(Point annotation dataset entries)
++++++++++++++++++++

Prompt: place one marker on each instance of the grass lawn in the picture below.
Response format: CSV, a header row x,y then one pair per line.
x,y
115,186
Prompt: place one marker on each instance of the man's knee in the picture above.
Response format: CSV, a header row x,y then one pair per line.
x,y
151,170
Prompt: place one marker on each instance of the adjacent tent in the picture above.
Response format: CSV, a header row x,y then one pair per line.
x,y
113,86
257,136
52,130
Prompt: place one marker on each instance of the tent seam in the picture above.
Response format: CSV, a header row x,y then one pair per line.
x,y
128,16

++++++++++++++++++++

--- SET EXERCISE ---
Convert every line of the entries above into a numbered list, omitting any blank lines.

--- CORRECT OUTPUT ---
1. Prompt: place one marker on each instance of the grass lawn in the picture below.
2. Response format: CSV, a header row x,y then one pair per line.
3. x,y
4. 115,186
5. Prompt: place one marker on each instance of the man's knee in the picture above.
6. Response format: CSV, a header row x,y then one pair per line.
7. x,y
8. 151,170
9. Prompt: place one marker on each instance of the adjacent tent in the picture above.
10. Response format: CSV, a header row x,y then one pair per line.
11. x,y
12. 113,86
13. 257,136
14. 52,130
15. Prompt: place one marker on each instance of the tent seam in the picture above.
16. Response format: CSV, a header row x,y then one pair per line.
17. x,y
18. 128,16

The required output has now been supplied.